■ Exercise details
State how many lines of the material below contain the string "grass". Give only the number.

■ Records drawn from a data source
▼▼▼

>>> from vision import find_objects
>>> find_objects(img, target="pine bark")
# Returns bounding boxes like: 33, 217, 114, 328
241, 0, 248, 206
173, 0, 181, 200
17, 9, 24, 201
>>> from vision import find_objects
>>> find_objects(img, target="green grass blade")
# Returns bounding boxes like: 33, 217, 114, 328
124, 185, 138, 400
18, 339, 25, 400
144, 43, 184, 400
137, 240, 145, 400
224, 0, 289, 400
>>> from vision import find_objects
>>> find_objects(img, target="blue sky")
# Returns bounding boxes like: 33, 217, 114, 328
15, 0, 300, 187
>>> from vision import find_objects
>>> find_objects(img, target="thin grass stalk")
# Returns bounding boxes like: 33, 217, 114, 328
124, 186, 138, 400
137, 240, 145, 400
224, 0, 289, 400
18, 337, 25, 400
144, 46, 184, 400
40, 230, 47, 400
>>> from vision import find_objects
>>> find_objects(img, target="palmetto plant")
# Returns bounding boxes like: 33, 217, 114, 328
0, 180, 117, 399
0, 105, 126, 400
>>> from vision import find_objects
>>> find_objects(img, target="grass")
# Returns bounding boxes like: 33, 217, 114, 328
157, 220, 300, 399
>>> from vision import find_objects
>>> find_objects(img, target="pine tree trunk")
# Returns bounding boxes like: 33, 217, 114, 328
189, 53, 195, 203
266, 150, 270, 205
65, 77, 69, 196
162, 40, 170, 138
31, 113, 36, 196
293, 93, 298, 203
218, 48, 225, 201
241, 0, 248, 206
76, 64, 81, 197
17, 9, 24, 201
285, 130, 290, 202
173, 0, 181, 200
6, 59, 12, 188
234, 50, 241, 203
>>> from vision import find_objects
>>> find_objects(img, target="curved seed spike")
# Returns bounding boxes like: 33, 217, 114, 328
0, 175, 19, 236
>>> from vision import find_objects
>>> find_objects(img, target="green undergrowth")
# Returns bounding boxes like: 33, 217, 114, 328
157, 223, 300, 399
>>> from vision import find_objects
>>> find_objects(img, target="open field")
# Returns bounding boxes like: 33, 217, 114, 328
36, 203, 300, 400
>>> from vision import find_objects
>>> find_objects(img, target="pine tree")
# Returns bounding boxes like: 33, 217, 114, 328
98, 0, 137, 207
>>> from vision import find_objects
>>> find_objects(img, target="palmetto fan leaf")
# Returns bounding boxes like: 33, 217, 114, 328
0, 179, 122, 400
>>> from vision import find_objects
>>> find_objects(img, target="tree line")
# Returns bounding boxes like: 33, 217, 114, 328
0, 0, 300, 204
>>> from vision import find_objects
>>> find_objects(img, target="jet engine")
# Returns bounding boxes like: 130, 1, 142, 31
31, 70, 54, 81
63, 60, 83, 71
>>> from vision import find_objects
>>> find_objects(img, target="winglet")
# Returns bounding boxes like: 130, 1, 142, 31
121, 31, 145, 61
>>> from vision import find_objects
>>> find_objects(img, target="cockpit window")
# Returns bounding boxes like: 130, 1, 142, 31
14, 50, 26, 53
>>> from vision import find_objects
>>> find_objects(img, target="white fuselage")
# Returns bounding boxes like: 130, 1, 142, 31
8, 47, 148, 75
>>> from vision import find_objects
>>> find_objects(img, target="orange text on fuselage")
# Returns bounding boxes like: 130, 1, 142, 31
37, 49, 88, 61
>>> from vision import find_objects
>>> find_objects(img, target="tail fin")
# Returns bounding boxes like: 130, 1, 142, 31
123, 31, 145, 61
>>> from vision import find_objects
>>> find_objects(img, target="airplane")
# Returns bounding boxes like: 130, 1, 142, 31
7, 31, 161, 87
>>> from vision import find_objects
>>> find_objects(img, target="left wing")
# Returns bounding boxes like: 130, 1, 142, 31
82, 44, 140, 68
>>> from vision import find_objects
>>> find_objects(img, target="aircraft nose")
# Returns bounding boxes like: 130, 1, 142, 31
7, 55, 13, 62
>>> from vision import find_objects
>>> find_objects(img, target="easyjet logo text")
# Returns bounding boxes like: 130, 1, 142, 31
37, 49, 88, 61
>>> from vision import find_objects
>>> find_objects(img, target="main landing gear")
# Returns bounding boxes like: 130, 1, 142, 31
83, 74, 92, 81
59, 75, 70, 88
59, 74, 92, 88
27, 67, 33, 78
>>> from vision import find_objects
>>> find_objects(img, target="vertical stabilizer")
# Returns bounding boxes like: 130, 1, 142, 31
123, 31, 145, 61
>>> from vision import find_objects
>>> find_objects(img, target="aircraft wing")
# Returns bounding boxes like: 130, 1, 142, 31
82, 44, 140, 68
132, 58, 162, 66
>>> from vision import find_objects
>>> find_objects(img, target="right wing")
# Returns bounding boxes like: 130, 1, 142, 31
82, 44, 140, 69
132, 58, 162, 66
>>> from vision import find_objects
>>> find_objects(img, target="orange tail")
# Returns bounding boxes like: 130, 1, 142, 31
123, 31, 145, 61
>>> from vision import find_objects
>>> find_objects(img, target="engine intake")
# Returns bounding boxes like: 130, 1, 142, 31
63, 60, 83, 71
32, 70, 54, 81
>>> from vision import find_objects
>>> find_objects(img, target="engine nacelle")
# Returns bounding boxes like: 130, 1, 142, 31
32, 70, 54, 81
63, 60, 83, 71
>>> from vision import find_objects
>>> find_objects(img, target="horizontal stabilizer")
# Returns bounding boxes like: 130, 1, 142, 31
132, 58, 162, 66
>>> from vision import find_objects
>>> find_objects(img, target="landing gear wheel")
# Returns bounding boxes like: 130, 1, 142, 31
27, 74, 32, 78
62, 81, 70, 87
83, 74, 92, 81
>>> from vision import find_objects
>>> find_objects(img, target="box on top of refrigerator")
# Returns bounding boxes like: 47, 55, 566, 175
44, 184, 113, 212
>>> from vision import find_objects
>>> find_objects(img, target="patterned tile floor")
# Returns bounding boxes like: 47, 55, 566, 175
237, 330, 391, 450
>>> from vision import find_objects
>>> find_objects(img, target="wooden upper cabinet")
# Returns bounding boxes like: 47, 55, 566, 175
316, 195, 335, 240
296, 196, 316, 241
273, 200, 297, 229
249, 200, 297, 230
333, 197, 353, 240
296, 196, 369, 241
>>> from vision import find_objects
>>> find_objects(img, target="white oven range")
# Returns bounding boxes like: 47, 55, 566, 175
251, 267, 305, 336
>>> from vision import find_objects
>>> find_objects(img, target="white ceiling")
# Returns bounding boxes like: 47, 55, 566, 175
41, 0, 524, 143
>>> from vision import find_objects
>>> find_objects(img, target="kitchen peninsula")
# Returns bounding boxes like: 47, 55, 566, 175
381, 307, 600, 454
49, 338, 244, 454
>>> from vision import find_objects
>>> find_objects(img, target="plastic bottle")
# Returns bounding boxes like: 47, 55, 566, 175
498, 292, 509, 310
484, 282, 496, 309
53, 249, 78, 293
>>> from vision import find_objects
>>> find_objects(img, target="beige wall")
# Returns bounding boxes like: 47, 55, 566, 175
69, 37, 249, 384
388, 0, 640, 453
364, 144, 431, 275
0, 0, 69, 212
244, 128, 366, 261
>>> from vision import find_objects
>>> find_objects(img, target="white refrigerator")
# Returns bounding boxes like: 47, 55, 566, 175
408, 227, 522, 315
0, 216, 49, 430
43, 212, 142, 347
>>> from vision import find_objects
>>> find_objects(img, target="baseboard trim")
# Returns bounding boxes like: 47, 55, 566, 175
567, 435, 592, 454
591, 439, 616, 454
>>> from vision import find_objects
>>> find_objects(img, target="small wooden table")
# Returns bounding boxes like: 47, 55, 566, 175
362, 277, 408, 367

▲▲▲

■ Task output
3